Material provided –
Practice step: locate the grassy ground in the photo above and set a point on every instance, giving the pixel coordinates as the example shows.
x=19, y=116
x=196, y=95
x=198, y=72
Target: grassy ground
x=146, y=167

What the task asks –
Could you echo each of the records above, line for line, with nothing changed?

Answer –
Practice step: locate the grassy ground in the photo above and set a point on every instance, giving the pixel coordinates as the example shows.
x=19, y=116
x=196, y=95
x=198, y=72
Target: grassy ground
x=146, y=167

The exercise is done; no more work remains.